**Task directions**
An acceptable answer repeats exactly the line with "indicate the brown foal, one dot per instance" and each line after it through the end of the entries, and includes nothing else.

**Material shown**

╭──

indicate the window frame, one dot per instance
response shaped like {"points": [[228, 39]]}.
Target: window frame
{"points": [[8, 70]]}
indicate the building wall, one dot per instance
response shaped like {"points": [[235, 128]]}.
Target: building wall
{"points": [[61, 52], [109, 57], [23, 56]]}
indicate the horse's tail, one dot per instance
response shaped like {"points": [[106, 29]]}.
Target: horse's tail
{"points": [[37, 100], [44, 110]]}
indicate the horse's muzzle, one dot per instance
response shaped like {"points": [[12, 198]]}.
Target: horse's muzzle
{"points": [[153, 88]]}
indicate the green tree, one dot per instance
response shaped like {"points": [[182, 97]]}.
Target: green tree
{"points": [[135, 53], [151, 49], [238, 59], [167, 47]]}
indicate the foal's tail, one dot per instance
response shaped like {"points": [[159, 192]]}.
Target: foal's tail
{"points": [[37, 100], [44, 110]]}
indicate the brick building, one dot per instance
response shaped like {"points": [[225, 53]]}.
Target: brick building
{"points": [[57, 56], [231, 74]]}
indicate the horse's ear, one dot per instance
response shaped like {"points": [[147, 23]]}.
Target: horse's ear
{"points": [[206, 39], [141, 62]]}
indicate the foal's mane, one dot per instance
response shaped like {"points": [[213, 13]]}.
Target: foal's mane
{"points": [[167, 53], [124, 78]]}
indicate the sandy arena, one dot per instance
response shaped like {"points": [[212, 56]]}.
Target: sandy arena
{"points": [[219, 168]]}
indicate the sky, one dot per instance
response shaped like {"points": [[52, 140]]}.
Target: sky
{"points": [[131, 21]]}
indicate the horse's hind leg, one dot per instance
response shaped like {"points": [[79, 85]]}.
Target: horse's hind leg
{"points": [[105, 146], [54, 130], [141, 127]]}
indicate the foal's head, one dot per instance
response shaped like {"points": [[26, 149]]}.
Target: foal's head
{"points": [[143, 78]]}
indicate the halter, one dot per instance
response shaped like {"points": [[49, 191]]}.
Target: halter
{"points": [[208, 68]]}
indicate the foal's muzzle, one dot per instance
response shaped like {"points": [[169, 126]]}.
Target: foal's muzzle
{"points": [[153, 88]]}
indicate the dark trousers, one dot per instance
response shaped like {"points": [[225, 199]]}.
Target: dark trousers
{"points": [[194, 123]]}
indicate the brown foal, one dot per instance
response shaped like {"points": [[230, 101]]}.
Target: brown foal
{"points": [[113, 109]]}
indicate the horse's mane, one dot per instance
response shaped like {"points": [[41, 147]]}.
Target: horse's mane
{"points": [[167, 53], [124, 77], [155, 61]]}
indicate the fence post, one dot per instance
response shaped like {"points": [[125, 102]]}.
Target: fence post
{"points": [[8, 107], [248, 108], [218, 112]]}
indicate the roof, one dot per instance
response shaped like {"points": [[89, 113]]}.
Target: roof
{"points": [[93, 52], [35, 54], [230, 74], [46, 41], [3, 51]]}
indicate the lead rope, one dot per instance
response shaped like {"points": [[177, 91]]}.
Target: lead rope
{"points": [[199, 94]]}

╰──

**Result of the task**
indicate the brown foal, one dot per instance
response shaped like {"points": [[230, 101]]}.
Target: brown foal
{"points": [[113, 109]]}
indicate the horse's mane, one dot per instance
response shaped like {"points": [[41, 147]]}.
Target: horse's mane
{"points": [[167, 53], [124, 77], [155, 61]]}
indicate the fence post, one dot per instance
response shaped like {"points": [[125, 102]]}.
Target: fence post
{"points": [[8, 107], [248, 108], [218, 112]]}
indicate the roof, one dot per instance
response shaped like {"points": [[89, 113]]}.
Target: roof
{"points": [[93, 52], [35, 54], [230, 74], [46, 41], [3, 51]]}
indicate the lead rope, one dot per instance
response shaped like {"points": [[177, 91]]}.
Target: lead rope
{"points": [[199, 94]]}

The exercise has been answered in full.